• [What the task requires] Transcribe exactly everything in the data below from the line containing "Target: building roof" down to the line containing "Target: white protective suit", both lines included and nothing further.

• [Records for the exercise]
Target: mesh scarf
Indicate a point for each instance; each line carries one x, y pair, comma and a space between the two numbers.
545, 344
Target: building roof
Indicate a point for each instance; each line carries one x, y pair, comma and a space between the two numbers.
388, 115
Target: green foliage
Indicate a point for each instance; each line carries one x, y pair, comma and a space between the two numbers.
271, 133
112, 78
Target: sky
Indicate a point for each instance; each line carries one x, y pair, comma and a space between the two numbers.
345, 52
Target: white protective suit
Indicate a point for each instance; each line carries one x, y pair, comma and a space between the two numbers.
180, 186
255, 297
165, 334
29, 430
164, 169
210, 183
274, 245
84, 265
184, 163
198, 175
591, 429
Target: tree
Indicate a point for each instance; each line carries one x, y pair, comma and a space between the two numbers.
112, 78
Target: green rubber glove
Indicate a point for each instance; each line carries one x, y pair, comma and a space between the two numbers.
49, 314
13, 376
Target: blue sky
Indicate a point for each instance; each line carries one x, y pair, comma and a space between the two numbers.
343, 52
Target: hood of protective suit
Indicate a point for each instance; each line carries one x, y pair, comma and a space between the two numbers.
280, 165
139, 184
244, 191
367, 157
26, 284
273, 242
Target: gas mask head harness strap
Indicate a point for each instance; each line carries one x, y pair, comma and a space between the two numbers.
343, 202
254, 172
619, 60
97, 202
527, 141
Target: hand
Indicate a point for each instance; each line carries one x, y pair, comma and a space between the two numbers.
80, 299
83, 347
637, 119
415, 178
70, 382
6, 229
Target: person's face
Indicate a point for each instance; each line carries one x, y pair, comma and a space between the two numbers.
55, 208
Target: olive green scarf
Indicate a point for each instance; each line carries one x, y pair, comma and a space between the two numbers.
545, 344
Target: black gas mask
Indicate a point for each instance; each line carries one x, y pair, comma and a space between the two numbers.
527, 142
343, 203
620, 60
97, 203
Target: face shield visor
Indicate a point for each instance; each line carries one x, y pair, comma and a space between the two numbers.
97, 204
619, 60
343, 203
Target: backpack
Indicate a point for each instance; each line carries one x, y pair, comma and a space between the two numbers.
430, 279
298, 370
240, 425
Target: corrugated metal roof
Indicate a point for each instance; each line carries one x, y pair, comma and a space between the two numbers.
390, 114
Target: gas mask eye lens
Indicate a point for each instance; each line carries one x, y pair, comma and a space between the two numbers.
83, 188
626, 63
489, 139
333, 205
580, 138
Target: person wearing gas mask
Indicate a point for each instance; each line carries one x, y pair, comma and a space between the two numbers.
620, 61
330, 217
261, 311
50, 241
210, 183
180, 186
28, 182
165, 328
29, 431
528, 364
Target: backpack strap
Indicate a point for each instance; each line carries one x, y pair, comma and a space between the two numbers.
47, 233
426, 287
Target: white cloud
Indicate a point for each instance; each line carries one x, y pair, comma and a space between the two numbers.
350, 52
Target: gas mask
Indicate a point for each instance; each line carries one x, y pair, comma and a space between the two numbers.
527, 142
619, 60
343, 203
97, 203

• [Written answer]
Target: building roof
Indicate a point for each instance; each line carries one x, y pair, comma and a space between the two numbers.
388, 115
Target: green foliage
Indicate a point for each instance; each line carries one x, y pair, comma and a space between the two numbers.
271, 133
112, 78
Target: sky
Indicate a point for each instance; each line carries one x, y pair, comma and a space between the two numbers.
345, 52
Target: white protective suit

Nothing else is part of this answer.